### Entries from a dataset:
■ ■ ■ ■

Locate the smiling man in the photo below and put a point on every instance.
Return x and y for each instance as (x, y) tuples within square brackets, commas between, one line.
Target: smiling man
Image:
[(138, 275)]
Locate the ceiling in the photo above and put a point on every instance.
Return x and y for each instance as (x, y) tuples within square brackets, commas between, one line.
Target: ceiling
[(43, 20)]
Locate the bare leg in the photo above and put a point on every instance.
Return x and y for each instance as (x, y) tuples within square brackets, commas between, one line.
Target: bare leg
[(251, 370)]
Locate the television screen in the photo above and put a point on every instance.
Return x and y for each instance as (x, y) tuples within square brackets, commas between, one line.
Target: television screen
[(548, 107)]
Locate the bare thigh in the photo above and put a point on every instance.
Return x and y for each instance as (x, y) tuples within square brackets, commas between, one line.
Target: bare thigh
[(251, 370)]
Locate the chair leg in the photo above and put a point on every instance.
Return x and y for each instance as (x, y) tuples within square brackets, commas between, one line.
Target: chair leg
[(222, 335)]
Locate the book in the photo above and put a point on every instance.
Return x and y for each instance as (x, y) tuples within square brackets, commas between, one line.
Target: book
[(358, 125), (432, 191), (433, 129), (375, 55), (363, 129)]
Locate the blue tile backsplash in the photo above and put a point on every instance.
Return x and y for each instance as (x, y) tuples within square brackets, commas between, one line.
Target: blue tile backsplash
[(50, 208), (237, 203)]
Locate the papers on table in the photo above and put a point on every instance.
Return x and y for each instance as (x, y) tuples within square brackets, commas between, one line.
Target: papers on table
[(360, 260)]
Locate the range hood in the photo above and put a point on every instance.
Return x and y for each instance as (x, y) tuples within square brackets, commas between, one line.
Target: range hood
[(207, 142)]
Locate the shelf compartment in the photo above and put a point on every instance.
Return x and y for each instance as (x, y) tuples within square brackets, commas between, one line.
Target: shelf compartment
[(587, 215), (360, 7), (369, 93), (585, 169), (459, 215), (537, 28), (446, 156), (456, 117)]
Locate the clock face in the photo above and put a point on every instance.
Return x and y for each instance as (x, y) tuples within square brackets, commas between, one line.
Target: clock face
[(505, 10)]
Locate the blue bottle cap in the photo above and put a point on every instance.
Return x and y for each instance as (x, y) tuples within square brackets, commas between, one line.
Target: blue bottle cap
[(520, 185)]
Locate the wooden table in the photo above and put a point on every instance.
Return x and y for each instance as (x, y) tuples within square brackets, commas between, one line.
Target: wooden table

■ ■ ■ ■

### What needs to be done:
Convert all of the entries above into a Markdown table with the columns Number and Entry line. Put each line in its own numbered row and leave out any blank lines.

### Result below:
| Number | Entry line |
|---|---|
| 1 | Locate the smiling man in the photo below and put a point on every instance. |
| 2 | Return x and y for each instance as (x, y) tuples within square brackets, commas between, one line. |
| 3 | Target: smiling man |
| 4 | Image: |
| 5 | [(138, 275)] |
| 6 | Locate the ceiling in the photo above and put a point on every instance. |
| 7 | Return x and y for each instance as (x, y) tuples within square brackets, commas between, one line. |
| 8 | Target: ceiling |
| 9 | [(43, 20)] |
| 10 | Locate the bare leg in the photo above and put a point on every instance. |
| 11 | Return x and y for each instance as (x, y) tuples within square brackets, commas between, one line. |
| 12 | Target: bare leg |
| 13 | [(251, 370)] |
| 14 | Locate the television screen in the photo above and put a point on every instance. |
| 15 | Return x and y for each instance as (x, y) tuples within square brackets, commas between, one line. |
| 16 | Target: television screen |
| 17 | [(548, 107)] |
| 18 | Locate the bare thigh in the photo above and put a point on every instance. |
| 19 | Return x and y for each instance as (x, y) tuples within square brackets, commas between, one line. |
| 20 | Target: bare thigh |
| 21 | [(251, 370)] |
| 22 | Locate the chair leg in the photo above and put a point on every instance. |
| 23 | Return x and y for each instance as (x, y) tuples within square brackets, commas between, one line. |
| 24 | Target: chair leg |
| 25 | [(222, 335)] |
| 26 | Locate the book in the photo above and put a point on every instance. |
| 27 | Return x and y for each instance as (x, y) tuples within square brackets, commas between, one line. |
| 28 | Target: book |
| 29 | [(358, 125), (432, 191), (433, 129), (375, 55), (363, 129)] |
| 30 | Locate the blue tile backsplash in the photo above and put a point on every instance. |
| 31 | Return x and y for each instance as (x, y) tuples within square brackets, commas between, one line. |
| 32 | Target: blue tile backsplash |
| 33 | [(50, 208), (237, 203)] |
| 34 | Locate the papers on table in the photo above and put a point on every instance. |
| 35 | Return x and y for each instance as (x, y) tuples within square brackets, commas between, one line. |
| 36 | Target: papers on table |
| 37 | [(360, 260)] |
| 38 | Locate the range hood in the photo above and put a point on every instance. |
| 39 | Return x and y for each instance as (x, y) tuples within square brackets, commas between, one line. |
| 40 | Target: range hood |
| 41 | [(207, 142)] |
| 42 | Locate the shelf compartment in the photo above and put a point on every instance. |
| 43 | Return x and y for each instance as (x, y) tuples within square brackets, commas between, one line. |
| 44 | Target: shelf compartment |
| 45 | [(587, 215), (360, 7), (369, 93), (585, 169), (459, 215), (537, 28), (446, 156), (456, 117)] |
| 46 | Locate the clock face in the photo above and put a point on every instance. |
| 47 | Return x and y for each instance as (x, y) tuples within square brackets, commas between, one line. |
| 48 | Target: clock face |
| 49 | [(505, 10)] |
| 50 | Locate the blue bottle cap in the photo above and put a point on every instance. |
| 51 | Return x and y for each instance as (x, y) tuples within square brackets, commas between, one line. |
| 52 | Target: blue bottle cap |
| 53 | [(520, 185)] |
| 54 | Locate the wooden table in the photo above and put a point on every instance. |
| 55 | Return x and y for each instance as (x, y) tuples within square brackets, commas between, one line. |
| 56 | Target: wooden table |